## Task brief
Your task is to restate word for word the line containing "Would you kindly put a point on the white" and each line that follows it in the listing, and only those.

§

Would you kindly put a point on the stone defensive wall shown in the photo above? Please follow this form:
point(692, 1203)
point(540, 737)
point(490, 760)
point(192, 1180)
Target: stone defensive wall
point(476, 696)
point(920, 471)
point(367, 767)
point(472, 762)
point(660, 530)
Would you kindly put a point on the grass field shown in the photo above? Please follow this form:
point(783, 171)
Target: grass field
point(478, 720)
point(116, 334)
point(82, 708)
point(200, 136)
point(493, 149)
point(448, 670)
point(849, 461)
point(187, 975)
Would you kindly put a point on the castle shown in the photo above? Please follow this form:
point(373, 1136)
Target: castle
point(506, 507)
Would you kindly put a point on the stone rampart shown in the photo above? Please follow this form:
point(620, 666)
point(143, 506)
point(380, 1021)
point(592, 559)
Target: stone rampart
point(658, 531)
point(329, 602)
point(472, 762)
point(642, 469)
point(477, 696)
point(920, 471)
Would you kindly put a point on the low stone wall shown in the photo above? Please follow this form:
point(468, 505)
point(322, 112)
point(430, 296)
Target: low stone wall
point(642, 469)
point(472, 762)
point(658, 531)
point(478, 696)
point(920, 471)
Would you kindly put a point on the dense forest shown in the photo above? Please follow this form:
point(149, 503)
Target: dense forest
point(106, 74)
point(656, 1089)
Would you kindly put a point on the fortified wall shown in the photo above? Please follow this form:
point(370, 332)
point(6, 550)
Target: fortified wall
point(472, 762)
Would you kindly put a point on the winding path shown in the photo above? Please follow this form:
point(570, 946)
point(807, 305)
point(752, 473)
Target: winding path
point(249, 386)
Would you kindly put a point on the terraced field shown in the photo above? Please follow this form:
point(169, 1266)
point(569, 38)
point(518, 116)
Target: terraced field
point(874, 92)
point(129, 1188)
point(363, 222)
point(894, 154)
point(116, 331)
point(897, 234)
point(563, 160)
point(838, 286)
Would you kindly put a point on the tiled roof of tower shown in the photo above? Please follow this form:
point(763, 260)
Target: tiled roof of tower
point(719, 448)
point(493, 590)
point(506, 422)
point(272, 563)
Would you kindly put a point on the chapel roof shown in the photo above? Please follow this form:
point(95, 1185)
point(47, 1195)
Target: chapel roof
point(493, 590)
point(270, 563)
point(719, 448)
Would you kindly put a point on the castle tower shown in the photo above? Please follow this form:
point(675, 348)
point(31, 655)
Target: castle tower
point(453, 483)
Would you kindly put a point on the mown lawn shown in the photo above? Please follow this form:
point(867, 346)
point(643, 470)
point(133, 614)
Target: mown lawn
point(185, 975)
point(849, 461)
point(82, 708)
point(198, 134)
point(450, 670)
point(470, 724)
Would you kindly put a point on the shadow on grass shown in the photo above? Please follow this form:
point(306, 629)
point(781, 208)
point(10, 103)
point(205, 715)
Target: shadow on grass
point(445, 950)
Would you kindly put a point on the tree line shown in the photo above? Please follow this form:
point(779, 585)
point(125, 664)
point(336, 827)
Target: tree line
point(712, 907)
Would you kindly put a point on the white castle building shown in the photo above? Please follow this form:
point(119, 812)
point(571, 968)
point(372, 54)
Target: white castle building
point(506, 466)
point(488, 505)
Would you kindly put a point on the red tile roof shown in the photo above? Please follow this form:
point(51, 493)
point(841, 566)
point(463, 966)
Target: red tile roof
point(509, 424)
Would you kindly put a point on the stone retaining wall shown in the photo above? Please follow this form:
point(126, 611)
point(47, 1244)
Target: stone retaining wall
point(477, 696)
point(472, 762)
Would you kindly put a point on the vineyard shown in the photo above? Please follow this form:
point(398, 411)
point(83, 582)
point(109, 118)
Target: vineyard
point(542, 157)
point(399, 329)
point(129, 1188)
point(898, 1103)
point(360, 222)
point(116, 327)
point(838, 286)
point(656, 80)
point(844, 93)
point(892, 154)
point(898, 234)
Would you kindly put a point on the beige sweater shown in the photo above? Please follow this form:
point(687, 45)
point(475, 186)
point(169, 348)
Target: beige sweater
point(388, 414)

§

## Answer to the exercise
Would you kindly put a point on the white castle building shown in the photo above? Please follow this form:
point(119, 812)
point(571, 968)
point(372, 54)
Target: white castle building
point(506, 466)
point(488, 505)
Would you kindly put a point on the red tile roof shown in the photo above? Please follow this form:
point(51, 493)
point(841, 566)
point(463, 966)
Target: red tile roof
point(509, 424)
Would you kindly put a point on the stone retaining wall shown in the photo above? Please follow this form:
point(126, 611)
point(47, 1244)
Target: stone retaining wall
point(477, 696)
point(472, 762)
Would you kindly put a point on the vineyard shown in the photo above? Please follow this form:
point(398, 411)
point(83, 582)
point(109, 118)
Target: vineyard
point(542, 157)
point(399, 329)
point(129, 1188)
point(898, 1103)
point(360, 222)
point(116, 327)
point(838, 286)
point(656, 80)
point(844, 93)
point(892, 154)
point(898, 234)
Would you kindly put a point on the beige sweater shown in the photo above? Please follow this form:
point(687, 45)
point(475, 186)
point(169, 348)
Target: beige sweater
point(388, 414)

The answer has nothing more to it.